■ **Jouw opdracht**
Neem het stuk uit de tekst over de klacht tegen de notaris opnieuw op, van "De aanvullende klacht" tot en met "klaagster A gegeven.", en vervang daarin "partijadviseur" door "belangenbehartiger".

Vanaf december 2006 is de notaris voor klaagsters als partijadviseur opgetreden, met de instructie om inlichtingen in te winnen over door hun ouders gedane schenkingen en aangehouden banktegoeden bij banken in het buitenland. Bij brief van 3 december 2007 heeft de notaris aan klaagster B onder verwijzing naar een gesprek dat hij met de oudste zuster gevoerd had, op verzoek van deze zuster een voorstel gedaan om in goed overleg - onder zijn toezicht - tot een definitieve afwikkeling van de nalatenschap van hun vader (en daarmee ook de nalatenschap van hun moeder) te geraken. 

De gezamenlijke klacht en het verweer van de notaris

De gezamenlijke klacht van klaagsters - zakelijk weergegeven en voor zover gehandhaafd ter zitting - concentreert zich op het verwijt dat de notaris, als partijadviseur van klaagsters, de oudste zuster/executeur  heeft ontvangen en met haar de verdere afwikkeling van de nalatenschap heeft besproken zonder hierover tevoren met klaagsters te hebben overlegd en zonder hun toestemming te hebben verkregen voor dit gesprek, zulks terwijl zij met de notaris hadden afgesproken dat hij niet ook zou optreden voor de executeur en dat hij haar, als hij door haar benaderd zou worden, zou te kennen geven dat hij niet voor haar beschikbaar was.

De notaris heeft gemotiveerd verweer gevoerd, dat hierna - voor zover nodig - zal worden besproken.

De aanvullende klacht van klaagster A

Bij haar brief van 2 november 2009 heeft klaagster A haar klacht aangevuld in verband met nieuwe ontwikkelingen. Zij verwijt de notaris dat hij als partijadviseur in strijd met de aan hem verleende opdracht wezenlijke informatie voor klaagster A heeft achtergehouden. Daarbij heeft hij niet willen bevestigen dat wat hij heeft verstrekt volledig is. Ook heeft hij geen volledige openheid van zaken aan klaagster A gegeven.

■ **Recordfragmenten**
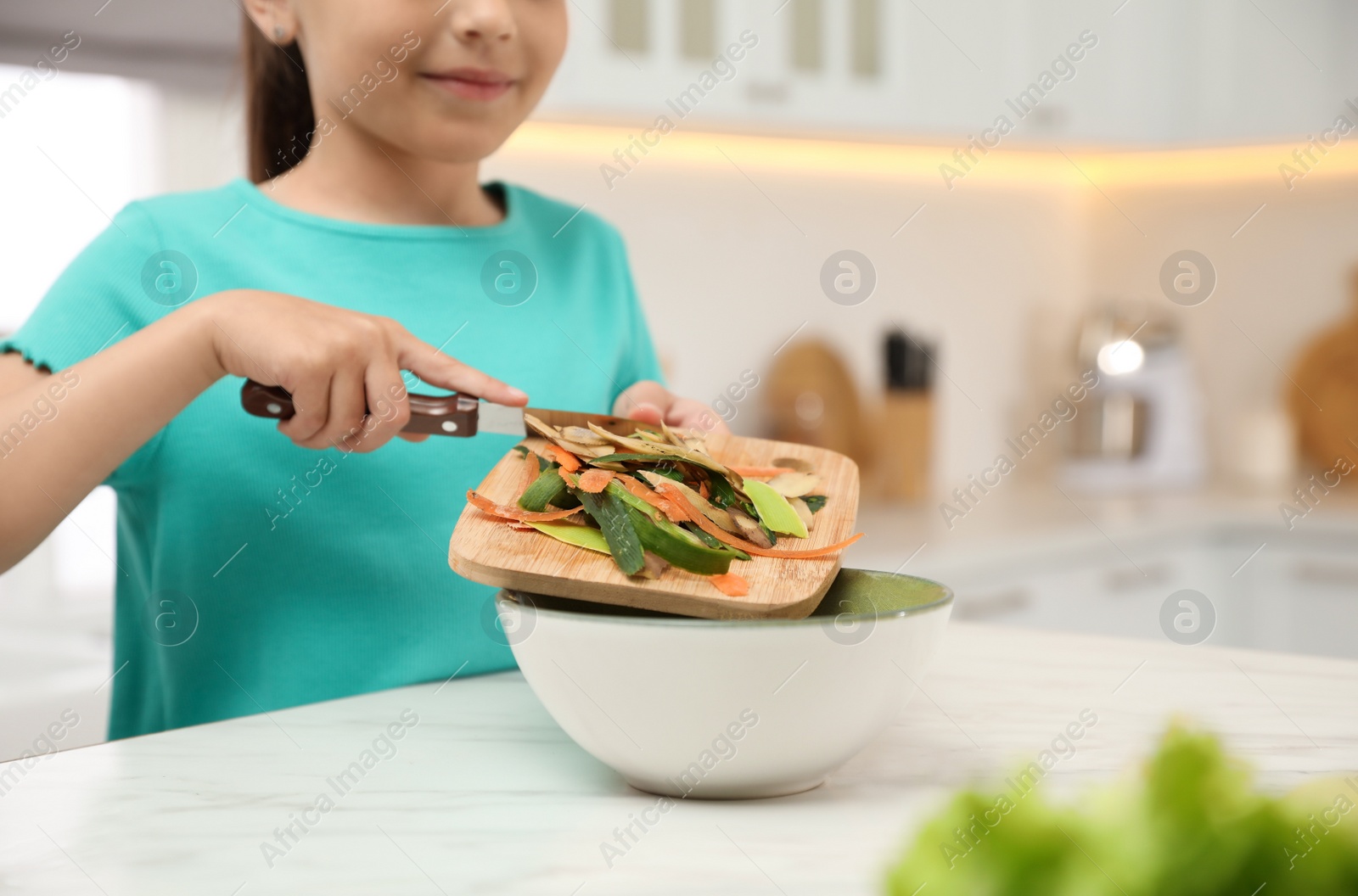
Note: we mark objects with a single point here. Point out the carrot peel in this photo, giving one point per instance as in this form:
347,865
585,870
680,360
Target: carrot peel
595,481
731,585
672,512
568,461
760,473
749,547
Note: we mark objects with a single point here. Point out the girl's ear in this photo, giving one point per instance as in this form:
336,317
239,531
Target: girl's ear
275,20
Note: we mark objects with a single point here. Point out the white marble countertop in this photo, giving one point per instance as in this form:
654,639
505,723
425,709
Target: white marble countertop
486,794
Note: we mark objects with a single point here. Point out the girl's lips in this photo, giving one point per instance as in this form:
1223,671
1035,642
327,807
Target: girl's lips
472,83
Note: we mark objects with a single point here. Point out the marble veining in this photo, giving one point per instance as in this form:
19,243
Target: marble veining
482,793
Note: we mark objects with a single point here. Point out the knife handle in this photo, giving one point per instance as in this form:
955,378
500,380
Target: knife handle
431,414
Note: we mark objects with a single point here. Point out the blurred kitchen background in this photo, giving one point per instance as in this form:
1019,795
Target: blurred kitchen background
913,231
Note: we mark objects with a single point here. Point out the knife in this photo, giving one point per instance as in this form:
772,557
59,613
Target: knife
457,414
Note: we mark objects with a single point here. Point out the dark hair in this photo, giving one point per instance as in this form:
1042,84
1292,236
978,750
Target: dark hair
278,115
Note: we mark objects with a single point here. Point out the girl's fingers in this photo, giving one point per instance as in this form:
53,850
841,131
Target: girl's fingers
645,413
387,406
348,407
447,372
311,409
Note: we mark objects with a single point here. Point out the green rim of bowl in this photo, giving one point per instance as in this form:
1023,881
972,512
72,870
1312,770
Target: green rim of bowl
855,595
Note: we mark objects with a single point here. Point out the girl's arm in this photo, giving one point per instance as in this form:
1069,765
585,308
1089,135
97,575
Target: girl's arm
63,434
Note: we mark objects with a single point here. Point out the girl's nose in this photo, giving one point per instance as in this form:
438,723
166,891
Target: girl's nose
481,20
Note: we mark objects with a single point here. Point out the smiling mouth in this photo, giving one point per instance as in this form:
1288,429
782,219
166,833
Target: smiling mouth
469,83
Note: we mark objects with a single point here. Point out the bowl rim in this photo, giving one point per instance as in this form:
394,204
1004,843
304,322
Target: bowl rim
694,622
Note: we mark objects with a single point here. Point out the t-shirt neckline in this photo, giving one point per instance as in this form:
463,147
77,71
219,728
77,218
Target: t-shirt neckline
260,200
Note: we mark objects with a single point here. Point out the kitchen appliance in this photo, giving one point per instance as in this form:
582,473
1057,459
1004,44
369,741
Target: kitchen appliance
486,550
1141,425
731,710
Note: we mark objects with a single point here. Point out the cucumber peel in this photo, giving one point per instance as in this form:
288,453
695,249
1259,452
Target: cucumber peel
676,545
549,488
617,526
575,535
774,509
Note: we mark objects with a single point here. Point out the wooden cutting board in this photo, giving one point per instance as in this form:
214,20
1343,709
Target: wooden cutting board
1327,378
489,552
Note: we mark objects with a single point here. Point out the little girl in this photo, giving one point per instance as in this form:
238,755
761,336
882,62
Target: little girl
260,569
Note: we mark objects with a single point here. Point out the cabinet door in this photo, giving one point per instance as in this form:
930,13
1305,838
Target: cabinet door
1307,597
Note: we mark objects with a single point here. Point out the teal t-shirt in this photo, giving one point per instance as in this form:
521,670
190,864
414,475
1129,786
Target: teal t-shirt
255,574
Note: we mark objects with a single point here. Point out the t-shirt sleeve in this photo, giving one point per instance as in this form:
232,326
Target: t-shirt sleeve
97,302
638,359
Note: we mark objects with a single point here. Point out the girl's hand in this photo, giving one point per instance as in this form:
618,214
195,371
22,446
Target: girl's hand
649,402
341,367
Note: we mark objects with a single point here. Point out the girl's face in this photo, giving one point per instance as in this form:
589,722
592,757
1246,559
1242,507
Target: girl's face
446,81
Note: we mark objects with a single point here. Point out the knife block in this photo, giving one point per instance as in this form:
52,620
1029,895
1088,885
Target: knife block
903,447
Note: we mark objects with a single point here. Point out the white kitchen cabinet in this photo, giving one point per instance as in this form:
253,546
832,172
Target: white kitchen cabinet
1151,71
1299,594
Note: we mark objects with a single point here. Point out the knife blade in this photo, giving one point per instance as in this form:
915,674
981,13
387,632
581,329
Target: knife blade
459,416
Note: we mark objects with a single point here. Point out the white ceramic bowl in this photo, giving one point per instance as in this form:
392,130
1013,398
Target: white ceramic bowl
730,709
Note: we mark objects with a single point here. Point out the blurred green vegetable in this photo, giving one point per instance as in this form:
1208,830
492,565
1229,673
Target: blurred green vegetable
1188,826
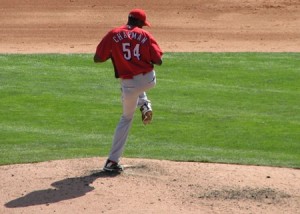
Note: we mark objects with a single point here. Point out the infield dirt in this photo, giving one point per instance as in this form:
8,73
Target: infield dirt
149,186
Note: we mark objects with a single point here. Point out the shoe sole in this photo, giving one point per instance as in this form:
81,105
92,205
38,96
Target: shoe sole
147,117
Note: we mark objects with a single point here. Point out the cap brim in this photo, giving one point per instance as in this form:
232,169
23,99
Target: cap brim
147,24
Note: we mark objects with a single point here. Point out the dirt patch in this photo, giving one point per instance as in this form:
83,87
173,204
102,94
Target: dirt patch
149,186
76,26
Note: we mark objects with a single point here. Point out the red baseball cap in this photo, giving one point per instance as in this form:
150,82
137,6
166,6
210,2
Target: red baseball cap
139,14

■ **Uitwerking**
De aanvullende klacht van klaagster A

Bij haar brief van 2 november 2009 heeft klaagster A haar klacht aangevuld in verband met nieuwe ontwikkelingen. Zij verwijt de notaris dat hij als belangenbehartiger in strijd met de aan hem verleende opdracht wezenlijke informatie voor klaagster A heeft achtergehouden. Daarbij heeft hij niet willen bevestigen dat wat hij heeft verstrekt volledig is. Ook heeft hij geen volledige openheid van zaken aan klaagster A gegeven.